EXCERPTED DATA:
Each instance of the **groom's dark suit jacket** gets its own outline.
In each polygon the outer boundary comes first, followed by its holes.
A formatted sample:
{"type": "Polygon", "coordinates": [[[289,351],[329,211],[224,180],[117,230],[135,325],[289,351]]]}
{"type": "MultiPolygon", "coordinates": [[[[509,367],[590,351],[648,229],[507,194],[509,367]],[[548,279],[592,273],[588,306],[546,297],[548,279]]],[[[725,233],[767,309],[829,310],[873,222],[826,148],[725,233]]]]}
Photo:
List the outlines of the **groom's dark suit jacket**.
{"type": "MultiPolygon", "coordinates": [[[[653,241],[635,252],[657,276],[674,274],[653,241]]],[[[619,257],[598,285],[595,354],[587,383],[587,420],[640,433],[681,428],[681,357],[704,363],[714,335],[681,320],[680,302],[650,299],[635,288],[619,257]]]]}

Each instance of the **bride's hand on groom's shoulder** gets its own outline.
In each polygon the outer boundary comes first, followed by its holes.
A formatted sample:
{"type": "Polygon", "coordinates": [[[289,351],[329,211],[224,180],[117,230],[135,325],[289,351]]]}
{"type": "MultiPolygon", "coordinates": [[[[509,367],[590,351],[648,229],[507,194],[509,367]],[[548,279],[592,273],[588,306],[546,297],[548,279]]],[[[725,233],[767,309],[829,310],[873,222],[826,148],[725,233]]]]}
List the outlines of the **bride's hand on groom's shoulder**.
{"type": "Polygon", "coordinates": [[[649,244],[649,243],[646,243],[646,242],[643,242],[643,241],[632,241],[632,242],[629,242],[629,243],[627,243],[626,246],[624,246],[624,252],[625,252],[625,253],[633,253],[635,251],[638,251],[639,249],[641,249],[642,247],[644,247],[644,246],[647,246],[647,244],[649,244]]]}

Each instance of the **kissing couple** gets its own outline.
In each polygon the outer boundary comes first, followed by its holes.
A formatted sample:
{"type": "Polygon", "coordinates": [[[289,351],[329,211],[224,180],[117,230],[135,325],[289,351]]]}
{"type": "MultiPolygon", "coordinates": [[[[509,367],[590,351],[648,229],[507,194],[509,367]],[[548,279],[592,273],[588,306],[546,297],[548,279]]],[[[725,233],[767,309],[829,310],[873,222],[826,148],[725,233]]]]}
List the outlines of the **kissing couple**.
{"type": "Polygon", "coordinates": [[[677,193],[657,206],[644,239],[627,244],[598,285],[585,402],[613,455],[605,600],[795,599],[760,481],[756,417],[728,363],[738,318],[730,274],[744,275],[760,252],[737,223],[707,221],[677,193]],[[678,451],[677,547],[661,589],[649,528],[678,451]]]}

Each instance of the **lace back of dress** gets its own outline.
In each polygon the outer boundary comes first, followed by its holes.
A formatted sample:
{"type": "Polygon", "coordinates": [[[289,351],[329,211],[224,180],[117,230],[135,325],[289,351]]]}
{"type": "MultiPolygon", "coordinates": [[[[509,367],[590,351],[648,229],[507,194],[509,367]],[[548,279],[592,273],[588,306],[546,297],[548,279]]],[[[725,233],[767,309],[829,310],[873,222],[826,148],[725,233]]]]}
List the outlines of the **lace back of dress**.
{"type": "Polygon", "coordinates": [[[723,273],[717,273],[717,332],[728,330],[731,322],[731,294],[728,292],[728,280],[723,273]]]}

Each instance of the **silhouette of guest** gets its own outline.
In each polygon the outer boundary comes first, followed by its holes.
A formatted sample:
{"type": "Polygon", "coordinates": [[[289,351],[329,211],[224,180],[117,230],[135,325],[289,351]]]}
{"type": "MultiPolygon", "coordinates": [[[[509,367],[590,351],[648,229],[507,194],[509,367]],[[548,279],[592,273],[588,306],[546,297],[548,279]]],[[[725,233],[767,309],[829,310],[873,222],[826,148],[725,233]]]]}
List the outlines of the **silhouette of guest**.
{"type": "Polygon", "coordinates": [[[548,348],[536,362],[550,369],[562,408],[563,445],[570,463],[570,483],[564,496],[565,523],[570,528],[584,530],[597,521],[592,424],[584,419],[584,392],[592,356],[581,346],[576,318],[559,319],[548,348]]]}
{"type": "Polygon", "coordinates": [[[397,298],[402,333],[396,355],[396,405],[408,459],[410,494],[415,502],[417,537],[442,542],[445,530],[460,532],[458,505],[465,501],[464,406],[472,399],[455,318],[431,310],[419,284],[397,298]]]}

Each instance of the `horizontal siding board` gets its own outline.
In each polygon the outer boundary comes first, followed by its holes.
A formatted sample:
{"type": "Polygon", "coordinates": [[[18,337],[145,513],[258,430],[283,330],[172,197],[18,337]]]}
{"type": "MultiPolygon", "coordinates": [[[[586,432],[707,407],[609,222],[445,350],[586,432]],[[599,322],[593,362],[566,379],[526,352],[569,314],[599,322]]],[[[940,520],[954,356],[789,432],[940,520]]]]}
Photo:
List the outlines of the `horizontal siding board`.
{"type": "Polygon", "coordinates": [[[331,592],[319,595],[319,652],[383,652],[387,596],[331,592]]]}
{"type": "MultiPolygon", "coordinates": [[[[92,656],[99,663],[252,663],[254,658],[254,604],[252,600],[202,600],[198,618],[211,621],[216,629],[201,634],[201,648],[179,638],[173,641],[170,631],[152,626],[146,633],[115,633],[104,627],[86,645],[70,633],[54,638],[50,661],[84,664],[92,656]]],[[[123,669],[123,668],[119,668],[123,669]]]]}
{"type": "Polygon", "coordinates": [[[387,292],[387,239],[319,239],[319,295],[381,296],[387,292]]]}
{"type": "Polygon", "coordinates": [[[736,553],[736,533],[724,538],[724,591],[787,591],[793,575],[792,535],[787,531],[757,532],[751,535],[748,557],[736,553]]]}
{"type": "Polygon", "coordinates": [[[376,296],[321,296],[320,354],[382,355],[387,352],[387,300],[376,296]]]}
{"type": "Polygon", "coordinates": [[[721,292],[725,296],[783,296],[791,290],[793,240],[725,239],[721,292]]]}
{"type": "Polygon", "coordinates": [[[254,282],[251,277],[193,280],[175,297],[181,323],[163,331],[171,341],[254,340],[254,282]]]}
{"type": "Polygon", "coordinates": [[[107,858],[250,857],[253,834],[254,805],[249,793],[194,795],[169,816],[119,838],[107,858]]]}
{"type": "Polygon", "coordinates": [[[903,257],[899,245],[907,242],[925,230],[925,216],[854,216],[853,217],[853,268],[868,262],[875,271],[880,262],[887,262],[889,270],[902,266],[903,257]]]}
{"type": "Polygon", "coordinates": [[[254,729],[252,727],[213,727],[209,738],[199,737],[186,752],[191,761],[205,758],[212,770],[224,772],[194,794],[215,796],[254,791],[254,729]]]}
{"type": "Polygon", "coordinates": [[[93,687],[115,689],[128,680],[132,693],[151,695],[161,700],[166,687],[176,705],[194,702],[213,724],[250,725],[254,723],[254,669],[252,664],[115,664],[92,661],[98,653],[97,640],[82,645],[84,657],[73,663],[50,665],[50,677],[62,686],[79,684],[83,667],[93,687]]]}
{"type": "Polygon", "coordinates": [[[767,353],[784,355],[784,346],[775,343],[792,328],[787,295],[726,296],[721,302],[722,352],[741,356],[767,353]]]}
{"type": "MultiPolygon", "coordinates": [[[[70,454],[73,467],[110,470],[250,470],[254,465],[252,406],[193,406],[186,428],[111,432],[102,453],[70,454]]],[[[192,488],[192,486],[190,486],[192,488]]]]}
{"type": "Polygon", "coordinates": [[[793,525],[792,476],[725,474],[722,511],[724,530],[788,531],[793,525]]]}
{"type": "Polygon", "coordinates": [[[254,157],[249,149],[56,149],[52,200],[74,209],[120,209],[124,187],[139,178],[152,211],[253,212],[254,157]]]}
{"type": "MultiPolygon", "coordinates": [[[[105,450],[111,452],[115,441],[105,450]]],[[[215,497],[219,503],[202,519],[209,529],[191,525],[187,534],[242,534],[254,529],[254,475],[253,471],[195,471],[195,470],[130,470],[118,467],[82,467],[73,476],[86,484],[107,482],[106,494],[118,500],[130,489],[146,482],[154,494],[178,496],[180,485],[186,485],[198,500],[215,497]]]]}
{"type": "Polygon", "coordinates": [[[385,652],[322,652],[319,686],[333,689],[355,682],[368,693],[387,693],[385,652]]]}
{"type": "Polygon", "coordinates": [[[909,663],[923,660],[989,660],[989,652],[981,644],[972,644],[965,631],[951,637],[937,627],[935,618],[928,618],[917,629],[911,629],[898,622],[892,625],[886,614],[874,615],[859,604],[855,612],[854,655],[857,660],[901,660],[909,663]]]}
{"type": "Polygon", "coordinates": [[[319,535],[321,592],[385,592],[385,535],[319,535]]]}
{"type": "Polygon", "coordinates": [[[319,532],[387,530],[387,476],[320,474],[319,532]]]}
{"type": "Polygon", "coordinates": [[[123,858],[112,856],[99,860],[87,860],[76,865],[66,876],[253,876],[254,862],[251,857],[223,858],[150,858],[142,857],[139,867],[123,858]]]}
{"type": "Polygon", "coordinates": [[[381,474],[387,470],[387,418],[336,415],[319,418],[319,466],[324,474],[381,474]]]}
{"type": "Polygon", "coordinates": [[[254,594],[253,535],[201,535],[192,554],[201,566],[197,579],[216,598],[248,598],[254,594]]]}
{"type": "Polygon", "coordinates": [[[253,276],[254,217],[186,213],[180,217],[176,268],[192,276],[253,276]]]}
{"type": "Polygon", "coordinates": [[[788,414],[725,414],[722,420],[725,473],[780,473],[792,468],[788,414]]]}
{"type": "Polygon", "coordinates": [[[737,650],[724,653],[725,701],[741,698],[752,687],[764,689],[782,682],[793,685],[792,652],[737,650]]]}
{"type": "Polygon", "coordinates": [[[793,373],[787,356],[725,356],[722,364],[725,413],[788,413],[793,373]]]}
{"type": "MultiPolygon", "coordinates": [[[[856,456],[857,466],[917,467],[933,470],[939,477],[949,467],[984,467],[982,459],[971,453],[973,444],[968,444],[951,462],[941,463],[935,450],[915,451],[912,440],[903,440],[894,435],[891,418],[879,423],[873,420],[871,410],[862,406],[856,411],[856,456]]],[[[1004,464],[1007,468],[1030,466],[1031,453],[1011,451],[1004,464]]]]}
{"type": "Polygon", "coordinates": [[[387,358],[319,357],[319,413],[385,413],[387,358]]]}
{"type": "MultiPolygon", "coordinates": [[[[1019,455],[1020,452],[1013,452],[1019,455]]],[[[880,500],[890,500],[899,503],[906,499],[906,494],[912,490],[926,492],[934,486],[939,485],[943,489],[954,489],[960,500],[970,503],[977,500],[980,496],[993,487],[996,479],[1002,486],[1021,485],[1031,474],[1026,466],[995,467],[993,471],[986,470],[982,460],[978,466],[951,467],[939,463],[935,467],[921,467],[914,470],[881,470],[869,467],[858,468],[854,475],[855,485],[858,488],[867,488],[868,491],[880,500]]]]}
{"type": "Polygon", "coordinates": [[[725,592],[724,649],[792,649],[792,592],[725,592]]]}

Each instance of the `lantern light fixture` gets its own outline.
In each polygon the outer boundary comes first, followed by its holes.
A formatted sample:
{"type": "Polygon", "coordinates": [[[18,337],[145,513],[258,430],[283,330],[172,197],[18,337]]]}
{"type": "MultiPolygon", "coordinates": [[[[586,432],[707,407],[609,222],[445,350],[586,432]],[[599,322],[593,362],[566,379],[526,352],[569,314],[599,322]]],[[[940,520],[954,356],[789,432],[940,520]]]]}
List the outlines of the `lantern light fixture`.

REQUIREMENT: Locate each line in the data above that contains the word "suit" and copy those lines out in full.

SOLUTION:
Each instance of the **groom's dark suit jacket** gets its own outline.
List the outlines of the **groom's dark suit jacket**.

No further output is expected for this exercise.